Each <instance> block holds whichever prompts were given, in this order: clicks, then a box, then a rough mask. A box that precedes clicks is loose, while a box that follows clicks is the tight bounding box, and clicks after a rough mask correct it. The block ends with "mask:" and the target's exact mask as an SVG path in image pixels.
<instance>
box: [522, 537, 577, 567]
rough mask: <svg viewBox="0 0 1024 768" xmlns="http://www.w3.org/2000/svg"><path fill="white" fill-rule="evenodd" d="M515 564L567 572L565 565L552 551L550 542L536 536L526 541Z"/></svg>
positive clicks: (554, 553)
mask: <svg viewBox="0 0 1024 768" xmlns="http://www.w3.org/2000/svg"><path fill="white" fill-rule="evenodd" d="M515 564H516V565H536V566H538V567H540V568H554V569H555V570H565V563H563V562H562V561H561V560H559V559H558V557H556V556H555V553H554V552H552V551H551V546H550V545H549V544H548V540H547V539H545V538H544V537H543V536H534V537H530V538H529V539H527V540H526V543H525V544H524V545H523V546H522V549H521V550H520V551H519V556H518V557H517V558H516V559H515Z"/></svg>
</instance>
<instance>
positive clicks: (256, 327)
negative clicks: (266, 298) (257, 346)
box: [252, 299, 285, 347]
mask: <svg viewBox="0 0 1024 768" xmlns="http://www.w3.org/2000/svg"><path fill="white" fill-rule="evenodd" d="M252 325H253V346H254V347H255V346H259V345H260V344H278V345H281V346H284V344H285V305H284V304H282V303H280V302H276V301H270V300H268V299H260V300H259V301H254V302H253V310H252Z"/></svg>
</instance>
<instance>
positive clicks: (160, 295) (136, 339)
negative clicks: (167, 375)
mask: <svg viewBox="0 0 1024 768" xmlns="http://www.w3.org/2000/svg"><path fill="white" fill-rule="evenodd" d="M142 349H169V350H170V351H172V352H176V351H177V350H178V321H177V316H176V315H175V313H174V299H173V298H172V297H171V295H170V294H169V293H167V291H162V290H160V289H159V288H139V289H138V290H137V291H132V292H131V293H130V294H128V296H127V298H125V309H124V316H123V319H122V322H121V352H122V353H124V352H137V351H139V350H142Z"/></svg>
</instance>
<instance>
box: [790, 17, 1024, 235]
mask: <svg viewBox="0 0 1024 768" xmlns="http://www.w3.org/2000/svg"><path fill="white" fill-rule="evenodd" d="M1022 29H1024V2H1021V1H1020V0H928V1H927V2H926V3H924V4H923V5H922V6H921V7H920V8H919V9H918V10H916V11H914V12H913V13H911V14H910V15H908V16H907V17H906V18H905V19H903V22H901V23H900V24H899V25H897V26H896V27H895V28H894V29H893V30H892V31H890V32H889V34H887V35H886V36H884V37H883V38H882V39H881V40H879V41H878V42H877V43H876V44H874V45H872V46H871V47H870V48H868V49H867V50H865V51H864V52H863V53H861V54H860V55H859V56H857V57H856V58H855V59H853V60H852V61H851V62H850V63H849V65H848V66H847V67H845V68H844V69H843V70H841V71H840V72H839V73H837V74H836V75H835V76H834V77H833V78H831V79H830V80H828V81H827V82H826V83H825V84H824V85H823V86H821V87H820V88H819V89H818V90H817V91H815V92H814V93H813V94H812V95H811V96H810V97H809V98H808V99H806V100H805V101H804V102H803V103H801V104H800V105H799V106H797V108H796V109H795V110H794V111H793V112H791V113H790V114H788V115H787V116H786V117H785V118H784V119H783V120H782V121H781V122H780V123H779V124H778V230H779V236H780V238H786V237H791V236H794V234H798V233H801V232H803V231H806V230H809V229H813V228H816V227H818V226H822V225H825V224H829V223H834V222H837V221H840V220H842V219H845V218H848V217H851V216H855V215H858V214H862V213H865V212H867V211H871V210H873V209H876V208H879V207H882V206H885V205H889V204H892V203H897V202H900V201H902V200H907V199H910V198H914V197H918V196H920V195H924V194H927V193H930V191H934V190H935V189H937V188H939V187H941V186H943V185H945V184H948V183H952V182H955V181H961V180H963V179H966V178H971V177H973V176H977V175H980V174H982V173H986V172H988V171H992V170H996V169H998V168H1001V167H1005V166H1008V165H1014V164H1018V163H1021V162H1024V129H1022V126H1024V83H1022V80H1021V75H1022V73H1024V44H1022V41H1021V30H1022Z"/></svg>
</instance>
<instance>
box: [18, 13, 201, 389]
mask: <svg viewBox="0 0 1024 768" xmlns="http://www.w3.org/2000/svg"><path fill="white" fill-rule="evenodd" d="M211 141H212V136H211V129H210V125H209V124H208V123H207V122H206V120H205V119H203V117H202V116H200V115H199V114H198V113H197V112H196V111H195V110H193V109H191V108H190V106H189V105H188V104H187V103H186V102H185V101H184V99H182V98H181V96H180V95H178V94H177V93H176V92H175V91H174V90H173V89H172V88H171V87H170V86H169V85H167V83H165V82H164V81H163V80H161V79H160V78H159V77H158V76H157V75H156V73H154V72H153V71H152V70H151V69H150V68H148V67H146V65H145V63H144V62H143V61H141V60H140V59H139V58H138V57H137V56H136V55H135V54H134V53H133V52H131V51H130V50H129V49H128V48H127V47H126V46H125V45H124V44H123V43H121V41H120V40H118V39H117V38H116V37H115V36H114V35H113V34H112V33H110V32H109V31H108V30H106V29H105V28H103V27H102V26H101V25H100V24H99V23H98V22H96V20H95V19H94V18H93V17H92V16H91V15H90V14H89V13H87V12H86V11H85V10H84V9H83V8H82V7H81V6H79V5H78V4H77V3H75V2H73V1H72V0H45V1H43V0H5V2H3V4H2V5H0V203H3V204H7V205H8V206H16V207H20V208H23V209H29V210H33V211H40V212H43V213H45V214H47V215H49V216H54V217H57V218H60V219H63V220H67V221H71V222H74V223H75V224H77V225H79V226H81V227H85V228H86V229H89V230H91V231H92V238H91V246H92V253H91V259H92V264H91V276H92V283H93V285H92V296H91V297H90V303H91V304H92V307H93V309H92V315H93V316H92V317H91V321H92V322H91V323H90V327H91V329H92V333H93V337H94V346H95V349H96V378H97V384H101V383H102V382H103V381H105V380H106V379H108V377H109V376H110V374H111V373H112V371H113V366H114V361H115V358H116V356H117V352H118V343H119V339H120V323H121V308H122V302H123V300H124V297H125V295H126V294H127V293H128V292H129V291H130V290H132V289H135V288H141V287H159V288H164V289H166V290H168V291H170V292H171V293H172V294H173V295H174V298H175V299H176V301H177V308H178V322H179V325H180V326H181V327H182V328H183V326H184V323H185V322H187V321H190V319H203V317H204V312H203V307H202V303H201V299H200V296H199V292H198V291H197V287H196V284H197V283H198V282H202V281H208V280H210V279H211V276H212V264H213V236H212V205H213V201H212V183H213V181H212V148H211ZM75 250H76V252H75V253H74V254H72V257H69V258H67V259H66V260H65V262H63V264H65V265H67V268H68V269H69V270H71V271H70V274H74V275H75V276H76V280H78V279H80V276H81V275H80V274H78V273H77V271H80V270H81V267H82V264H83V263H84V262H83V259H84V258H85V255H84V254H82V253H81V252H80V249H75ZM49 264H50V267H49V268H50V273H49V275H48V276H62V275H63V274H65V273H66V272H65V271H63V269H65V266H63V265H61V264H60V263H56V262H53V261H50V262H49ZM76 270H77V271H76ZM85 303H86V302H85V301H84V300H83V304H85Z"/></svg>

------------------------

[Assigned task]:
Copy out every line from the data above that has "rough" in it.

[Written response]:
Each <instance> block holds whichever prompts were given, in this order: clicks, then a box, then a rough mask. A box that precedes clicks is loose, while a box that follows clicks is the tight bounding box, and clicks after a rough mask correct it. The block ends with "mask:" and the target's exact mask as an SVG path in image pixels.
rough mask: <svg viewBox="0 0 1024 768" xmlns="http://www.w3.org/2000/svg"><path fill="white" fill-rule="evenodd" d="M515 564L567 572L565 565L552 551L550 542L536 536L526 541Z"/></svg>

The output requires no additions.